--- BEGIN ---

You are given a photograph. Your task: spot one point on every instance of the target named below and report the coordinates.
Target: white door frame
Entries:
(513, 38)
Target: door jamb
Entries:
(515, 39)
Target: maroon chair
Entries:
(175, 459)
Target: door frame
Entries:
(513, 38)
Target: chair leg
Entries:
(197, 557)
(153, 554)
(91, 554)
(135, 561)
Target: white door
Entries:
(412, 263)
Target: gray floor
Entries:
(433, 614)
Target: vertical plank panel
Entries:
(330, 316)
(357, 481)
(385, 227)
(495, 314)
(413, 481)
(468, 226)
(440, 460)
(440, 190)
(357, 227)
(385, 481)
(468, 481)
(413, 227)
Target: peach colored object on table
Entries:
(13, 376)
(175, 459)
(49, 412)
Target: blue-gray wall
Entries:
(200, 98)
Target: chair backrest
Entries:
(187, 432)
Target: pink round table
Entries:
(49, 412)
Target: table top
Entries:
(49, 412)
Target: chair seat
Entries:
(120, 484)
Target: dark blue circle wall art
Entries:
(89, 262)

--- END ---
--- BEGIN ---

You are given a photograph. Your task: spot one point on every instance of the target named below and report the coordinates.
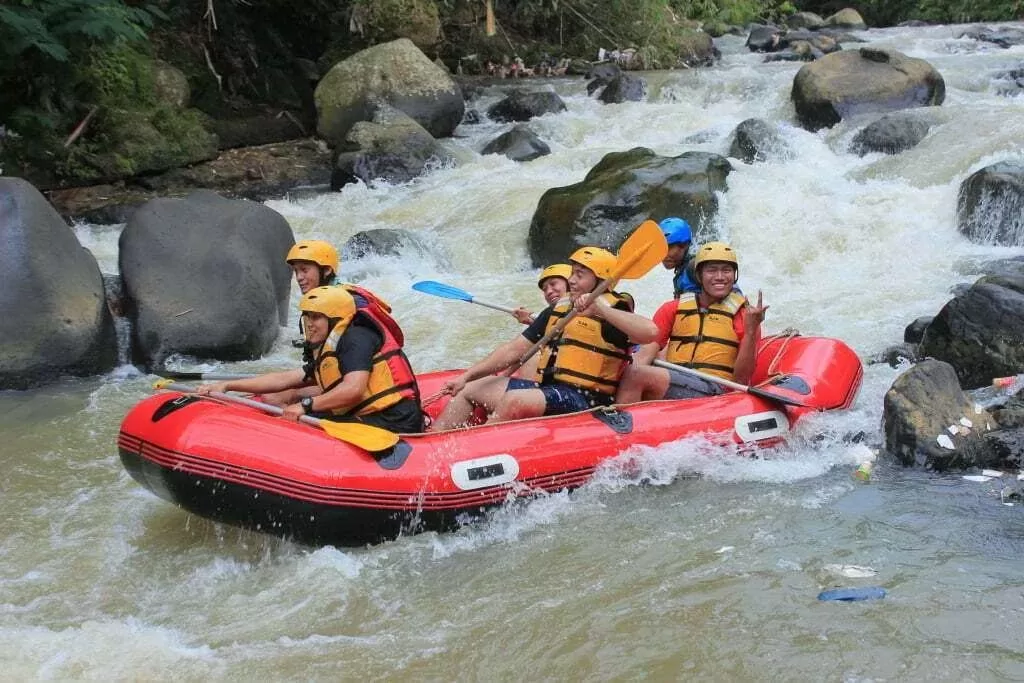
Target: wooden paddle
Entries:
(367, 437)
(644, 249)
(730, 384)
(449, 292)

--- END ---

Given task — Which lines above contain the string "gray"? Report each of them in full.

Complete output —
Target: gray floor
Target: blue-gray wall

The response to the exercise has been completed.